[Direction]
Write what comes next in the piece on the William Crozier exhibition Savagery Beneath the Surface, starting after its final sentence.

William Crozier: Savagery Beneath the Surface
William Crozier: Savagery Beneath the Surface was an exhibition showcasing the paintings of William Crozier, staged in collaboration with a major retrospective of Crozier’s entire career held at the Irish Museum of Modern Art, Dublin, William Crozier: The Edge of the Landscape.
Profoundly affected by post-war existential philosophy, Crozier consciously allied himself and his work with contemporary European art throughout the 1950s and 1960s, towards painters such as Jean Dubuffet, Pierre Soulages, Hans Hartung and Nicolas de Staël. His visits to Paris in 1947, 1950, and 1953 were formative experiences: “Anyone who was not young in 1949 and who did not sit in the Café de Flore or the Deux Magots, where Sartre and Simone de Beauvoir were as gods, simply cannot appreciate the sheer excitement that enveloped the young of Europe emotionally, physically and intellectually.”
The landscape became the source of visceral paintings: instinctive, animated brush strokes convey the primitive energy Crozier unearthed in the natural world. For Crozier, ravaged landscapes symbolised the torment and fear of the post-war condition at the heart of existentialism. In the early 1960s the human figure entered Crozier’s imagery, though often interred in blasted landscape or, as in the work of the 1970s, flayed, skeletal, and screaming. In the introduction to Crozier’s 1961 solo exhibition, G. M. Butcher wrote, “if there is one thing that Crozier wishes to get across in all his painting, it is a mood of fear, anxiety, unease. This is his personal reaction to the world as it is - where savagery is only just beneath the surface.”

Dataset rows showing where objects appear
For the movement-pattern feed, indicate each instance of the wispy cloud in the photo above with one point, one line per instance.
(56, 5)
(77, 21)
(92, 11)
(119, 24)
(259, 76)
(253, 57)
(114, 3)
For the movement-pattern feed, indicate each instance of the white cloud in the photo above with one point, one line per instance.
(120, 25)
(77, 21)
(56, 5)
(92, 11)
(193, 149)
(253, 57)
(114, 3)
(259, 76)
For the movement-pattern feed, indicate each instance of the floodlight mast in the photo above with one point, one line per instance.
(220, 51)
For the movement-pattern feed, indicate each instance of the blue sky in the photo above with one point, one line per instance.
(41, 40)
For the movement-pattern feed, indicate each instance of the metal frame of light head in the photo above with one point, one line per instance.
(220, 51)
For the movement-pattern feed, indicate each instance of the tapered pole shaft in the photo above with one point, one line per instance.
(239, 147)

[Result below]
From the 1980s, Crozier’s paintings assumed a vivid radiance. Inspired by the landscape of West Cork, a melancholic disquiet is as present in these vibrant mature works as in his early images of traumatised humanity. His youthful skill as a colourist reaches its zenith in paintings that capture the essence and appearance of the West Cork landscape during a period of great change in Ireland.
William Crozier: Savagery Beneath the Surface showed the continuum that runs through all of Crozier’s work, presenting his expressionistic prowess that distills primitivism with the unease of modernity.
A major publication produced by IMMA accompanied this exhibition with new essays by Riann Coulter, Katharine Crouan, Mark Hudson, Enrique Juncosa, Seán Kissane, and Dr Sarah Victoria Turner.
A gallery talk was given by Dr Sarah Victoria Turner, Deputy Director of Research at the Paul Mellon Centre and contributor to William Crozier: The Edge of the Landscape.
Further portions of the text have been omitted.